| Challenge |
Count the lines in the items below that contain the string "pickup", treating uppercase and lowercase as different. Reply with the number alone.

Records from a collection:
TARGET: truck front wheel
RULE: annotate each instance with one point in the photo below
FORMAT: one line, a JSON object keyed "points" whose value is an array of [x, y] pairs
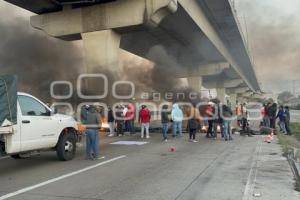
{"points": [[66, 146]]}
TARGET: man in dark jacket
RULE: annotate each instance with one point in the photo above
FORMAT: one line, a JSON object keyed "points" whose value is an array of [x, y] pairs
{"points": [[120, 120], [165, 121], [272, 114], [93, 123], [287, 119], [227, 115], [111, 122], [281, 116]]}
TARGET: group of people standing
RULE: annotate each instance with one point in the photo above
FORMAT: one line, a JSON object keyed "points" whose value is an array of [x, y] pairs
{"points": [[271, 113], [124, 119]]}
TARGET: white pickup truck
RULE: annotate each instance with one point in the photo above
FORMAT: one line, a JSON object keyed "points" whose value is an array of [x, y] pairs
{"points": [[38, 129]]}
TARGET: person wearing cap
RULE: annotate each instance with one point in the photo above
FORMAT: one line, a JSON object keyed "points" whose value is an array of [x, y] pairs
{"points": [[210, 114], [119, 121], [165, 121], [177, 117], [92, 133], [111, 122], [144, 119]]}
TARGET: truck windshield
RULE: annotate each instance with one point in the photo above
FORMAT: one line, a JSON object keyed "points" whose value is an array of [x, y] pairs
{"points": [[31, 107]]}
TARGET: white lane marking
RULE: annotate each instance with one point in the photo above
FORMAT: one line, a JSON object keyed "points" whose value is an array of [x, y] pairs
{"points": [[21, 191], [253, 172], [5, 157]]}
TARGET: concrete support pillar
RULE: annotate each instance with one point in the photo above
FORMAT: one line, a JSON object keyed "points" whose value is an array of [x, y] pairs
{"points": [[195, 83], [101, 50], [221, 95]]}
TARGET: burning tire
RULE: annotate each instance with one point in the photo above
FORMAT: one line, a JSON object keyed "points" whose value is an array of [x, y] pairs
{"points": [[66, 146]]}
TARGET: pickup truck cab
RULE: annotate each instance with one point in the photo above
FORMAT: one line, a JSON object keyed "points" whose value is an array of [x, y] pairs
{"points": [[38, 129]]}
==
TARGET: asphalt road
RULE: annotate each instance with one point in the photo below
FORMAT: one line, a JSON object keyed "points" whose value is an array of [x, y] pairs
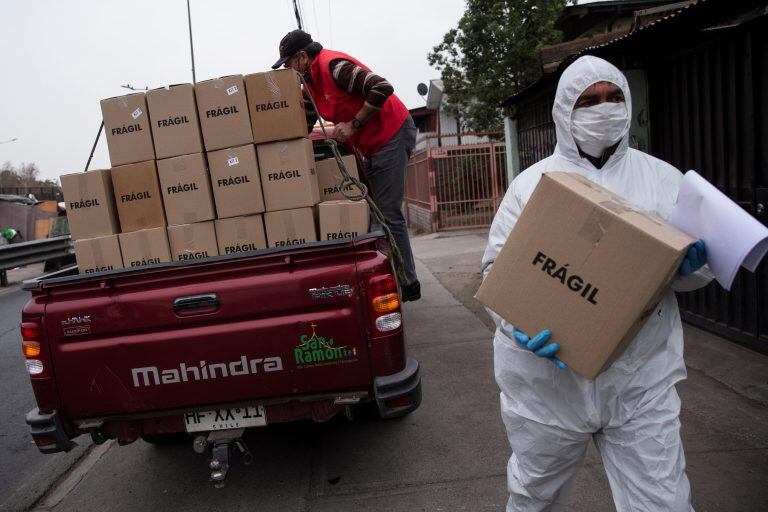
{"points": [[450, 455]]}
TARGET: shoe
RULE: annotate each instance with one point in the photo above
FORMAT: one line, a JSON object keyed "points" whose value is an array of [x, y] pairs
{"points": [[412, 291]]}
...
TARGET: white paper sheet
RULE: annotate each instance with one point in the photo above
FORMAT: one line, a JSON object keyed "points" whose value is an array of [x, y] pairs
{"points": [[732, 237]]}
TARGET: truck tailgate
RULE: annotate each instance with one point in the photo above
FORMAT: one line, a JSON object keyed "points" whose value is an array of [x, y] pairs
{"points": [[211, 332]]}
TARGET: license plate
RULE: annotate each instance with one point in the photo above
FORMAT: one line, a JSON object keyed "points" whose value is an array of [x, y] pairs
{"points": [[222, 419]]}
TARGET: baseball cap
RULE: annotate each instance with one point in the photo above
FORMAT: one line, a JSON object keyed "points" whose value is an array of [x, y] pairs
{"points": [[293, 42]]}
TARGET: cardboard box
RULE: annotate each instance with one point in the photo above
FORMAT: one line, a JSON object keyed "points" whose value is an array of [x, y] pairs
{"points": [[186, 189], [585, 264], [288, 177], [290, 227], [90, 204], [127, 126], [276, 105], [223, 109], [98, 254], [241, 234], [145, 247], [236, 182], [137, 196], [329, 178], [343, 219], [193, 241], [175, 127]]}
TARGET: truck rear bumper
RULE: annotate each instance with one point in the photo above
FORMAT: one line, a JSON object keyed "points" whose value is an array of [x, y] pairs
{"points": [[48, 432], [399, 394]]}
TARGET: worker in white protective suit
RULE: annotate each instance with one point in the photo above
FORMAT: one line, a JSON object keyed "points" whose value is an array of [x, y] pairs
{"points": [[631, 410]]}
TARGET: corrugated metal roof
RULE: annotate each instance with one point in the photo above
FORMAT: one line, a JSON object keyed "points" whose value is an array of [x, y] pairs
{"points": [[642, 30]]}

| Task result |
2